__Source__:
# NEED HELP WITH MISFIRE



## guivenzz (Feb 4, 2011)

Hi everyone,

This is my first time here. I am currently having a problem with misfire with my AUDI TTS (mk2) with mileage 17k km Year 2009.

The engine light shown up then I brought the car for the tech guy to check it out. It resulted with code p0300 Random/Multiple Cylinder Misfire Detected. It seems that cylinder 1,2,4 were misfired. Then we reset it, after a short while, it shows up again with all cylinder 1,3,4. It keeps misfiring all the cylinders. We decided to change the spark plugs and the coil pack as well. Still no luck, it keeps misfiring again. However, the car runs perfectly fine and normally, nothing changing with the driving, but just that the engine light keeps showing up.

I ordered the control unit for fuel delivery unit, oxygen sensor, and the fuel unit pump 8J091905. After changed all of them, and still the engine light keeps showing up. I am seriously do not know what else to do. Please help me out.

Please noted that, the engine light will mostly show up when I accelerate it, but also shows when I drive normally as well. And I never done anything to the engine since I bought it. (never tune it before)

Please guys help me out please. I am dying TT [smiley=bomb.gif]

Thank you very much for all your help. ^^


----------



## BLinky (Jul 3, 2009)

so, tell us again, it is at this time still misfiring? the engine light will stay steady for a day-ish unless you clear the code.


----------



## guivenzz (Feb 4, 2011)

__Material__:
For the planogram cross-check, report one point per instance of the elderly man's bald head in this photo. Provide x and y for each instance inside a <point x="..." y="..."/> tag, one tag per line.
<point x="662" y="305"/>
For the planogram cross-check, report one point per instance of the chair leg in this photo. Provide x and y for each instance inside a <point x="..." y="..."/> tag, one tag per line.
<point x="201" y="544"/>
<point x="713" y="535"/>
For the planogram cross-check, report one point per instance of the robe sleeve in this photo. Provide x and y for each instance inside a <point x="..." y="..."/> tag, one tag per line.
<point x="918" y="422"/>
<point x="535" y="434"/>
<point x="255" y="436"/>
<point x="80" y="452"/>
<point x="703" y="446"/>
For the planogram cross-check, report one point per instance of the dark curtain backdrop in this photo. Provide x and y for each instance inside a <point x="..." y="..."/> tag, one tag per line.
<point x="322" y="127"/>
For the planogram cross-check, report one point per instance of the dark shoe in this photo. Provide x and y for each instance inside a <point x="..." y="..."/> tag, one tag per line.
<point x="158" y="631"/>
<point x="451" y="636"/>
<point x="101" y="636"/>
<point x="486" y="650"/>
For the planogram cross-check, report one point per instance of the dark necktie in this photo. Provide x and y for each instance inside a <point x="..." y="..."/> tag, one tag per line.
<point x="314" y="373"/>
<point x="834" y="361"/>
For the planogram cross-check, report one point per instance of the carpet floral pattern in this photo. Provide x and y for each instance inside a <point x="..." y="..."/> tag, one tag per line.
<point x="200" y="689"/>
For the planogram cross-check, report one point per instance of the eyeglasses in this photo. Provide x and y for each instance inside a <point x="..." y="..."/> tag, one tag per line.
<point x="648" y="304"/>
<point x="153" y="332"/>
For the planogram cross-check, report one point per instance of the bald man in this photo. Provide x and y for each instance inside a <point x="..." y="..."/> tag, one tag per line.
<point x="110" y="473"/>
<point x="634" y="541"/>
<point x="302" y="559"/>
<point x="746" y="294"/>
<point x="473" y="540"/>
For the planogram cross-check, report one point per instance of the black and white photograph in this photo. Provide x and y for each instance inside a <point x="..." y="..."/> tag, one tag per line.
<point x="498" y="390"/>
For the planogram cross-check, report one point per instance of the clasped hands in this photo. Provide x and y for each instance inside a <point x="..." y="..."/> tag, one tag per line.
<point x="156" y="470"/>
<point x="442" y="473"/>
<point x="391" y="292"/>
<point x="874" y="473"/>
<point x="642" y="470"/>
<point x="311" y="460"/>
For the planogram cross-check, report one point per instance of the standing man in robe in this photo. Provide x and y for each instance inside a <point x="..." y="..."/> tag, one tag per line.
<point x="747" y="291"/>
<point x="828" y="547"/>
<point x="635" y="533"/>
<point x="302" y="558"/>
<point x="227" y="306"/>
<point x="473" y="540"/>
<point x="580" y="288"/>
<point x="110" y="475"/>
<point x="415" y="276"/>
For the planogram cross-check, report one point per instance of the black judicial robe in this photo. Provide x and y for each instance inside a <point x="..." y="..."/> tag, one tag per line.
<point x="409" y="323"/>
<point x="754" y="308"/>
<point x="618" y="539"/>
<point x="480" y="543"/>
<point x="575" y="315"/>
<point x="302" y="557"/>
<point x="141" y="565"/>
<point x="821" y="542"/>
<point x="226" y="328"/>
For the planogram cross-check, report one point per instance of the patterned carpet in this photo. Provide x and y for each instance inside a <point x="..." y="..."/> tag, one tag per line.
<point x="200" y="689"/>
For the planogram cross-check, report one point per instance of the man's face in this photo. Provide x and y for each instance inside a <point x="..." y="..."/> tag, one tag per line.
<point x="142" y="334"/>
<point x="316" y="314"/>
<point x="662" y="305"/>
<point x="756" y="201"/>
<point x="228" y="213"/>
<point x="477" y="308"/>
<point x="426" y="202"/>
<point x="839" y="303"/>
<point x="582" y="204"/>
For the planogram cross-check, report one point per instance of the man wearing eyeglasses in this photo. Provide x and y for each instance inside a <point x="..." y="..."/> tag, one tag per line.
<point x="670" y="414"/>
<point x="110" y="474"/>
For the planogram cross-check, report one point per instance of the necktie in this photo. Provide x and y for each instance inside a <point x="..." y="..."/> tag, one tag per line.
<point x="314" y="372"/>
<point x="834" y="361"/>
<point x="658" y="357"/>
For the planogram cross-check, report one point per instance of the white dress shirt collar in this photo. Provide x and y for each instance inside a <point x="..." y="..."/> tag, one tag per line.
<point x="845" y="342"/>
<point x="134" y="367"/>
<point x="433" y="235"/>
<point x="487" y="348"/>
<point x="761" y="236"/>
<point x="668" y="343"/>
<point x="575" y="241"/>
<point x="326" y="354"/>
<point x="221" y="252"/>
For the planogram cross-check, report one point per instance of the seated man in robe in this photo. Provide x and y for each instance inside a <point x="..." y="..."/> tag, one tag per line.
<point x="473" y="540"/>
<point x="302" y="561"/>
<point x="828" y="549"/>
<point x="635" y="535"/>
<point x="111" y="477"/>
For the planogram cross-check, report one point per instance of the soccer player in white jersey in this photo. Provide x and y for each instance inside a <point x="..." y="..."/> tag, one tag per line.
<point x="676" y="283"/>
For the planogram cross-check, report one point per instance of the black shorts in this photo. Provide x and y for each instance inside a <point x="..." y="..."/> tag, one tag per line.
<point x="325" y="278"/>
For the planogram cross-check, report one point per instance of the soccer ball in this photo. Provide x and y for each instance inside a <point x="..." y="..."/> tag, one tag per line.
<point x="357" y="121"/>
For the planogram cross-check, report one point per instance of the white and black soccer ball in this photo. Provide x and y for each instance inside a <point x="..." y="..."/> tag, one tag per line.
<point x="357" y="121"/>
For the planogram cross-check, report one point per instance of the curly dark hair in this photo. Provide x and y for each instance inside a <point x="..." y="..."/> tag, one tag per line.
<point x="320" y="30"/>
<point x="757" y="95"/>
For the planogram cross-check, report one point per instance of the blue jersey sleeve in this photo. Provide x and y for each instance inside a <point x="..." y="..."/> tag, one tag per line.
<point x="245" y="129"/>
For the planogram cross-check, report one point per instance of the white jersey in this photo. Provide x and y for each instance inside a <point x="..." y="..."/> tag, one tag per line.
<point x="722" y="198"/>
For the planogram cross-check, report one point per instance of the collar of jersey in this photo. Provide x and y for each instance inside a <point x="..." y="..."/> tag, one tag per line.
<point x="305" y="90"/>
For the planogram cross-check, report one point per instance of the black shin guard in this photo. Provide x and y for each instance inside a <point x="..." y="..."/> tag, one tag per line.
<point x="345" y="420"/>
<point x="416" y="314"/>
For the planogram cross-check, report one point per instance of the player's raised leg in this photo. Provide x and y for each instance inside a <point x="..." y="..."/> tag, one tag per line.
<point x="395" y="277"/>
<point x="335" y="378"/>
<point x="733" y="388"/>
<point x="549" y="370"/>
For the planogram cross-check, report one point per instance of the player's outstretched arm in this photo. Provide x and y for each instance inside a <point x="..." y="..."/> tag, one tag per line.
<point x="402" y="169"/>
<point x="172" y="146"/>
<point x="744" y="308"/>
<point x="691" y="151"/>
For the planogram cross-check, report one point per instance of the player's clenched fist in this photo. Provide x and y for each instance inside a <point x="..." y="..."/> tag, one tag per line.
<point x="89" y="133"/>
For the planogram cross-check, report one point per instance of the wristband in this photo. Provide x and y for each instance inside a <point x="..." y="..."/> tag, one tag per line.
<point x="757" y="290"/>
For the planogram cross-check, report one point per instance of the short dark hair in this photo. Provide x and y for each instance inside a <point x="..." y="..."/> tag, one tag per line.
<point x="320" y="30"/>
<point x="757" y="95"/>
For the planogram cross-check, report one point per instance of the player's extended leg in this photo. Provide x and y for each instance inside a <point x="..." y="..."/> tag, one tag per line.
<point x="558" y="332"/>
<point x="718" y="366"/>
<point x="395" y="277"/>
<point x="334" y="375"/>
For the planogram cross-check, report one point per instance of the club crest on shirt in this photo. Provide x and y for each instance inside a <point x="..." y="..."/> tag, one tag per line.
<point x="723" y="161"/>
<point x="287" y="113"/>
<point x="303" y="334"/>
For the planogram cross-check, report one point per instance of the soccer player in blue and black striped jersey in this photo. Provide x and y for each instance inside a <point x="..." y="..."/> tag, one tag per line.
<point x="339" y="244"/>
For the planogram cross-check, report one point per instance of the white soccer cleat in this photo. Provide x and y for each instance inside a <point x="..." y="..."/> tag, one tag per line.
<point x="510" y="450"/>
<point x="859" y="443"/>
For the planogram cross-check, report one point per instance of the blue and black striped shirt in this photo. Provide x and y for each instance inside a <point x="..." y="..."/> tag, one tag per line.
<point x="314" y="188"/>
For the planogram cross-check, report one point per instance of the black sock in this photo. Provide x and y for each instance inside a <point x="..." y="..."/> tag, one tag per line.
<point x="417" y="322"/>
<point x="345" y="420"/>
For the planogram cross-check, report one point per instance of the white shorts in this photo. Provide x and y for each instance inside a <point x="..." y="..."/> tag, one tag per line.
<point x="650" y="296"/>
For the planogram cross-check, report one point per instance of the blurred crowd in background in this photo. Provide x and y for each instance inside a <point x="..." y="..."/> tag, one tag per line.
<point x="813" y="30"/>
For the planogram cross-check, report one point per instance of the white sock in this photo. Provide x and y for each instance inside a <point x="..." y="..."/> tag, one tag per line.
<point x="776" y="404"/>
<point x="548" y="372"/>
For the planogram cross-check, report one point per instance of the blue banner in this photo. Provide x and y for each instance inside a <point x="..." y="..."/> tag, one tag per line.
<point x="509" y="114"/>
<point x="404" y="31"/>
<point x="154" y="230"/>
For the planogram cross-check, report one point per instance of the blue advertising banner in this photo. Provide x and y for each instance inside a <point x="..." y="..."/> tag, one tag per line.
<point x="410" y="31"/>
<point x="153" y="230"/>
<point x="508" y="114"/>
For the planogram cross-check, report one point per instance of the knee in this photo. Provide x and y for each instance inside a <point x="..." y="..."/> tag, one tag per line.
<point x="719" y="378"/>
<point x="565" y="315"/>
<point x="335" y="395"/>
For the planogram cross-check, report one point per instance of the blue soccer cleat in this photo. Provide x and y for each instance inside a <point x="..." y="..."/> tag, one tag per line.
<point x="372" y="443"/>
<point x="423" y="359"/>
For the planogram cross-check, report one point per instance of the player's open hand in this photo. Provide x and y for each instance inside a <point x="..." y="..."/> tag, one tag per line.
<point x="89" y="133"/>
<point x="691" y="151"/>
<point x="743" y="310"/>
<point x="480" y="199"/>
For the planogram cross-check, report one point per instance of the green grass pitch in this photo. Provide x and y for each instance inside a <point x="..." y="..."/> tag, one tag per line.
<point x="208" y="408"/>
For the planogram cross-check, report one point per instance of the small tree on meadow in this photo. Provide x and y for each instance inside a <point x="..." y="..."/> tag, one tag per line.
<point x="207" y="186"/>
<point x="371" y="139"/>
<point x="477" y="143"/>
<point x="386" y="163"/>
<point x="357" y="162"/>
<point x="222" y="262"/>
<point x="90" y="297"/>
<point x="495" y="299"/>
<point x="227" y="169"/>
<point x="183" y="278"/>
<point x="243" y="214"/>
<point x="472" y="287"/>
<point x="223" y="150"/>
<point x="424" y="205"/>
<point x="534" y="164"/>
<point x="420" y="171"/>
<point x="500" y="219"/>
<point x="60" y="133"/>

__Things to do__:
1. According to the forum thread, what code did the check turn up after the engine light came on?
2. Please pull out every line of the records that contains the word "sock".
The forum thread and the records were taken from unrelated sources.

__Worked solutions__:
1. Code p0300, Random/Multiple Cylinder Misfire Detected.

2.
For the planogram cross-check, report one point per instance of the black sock in this photo. Provide x and y for each instance inside a <point x="..." y="..."/> tag, one tag per line.
For the planogram cross-check, report one point per instance of the white sock in this photo. Provide x and y for each instance inside a <point x="..." y="..."/> tag, one tag per line.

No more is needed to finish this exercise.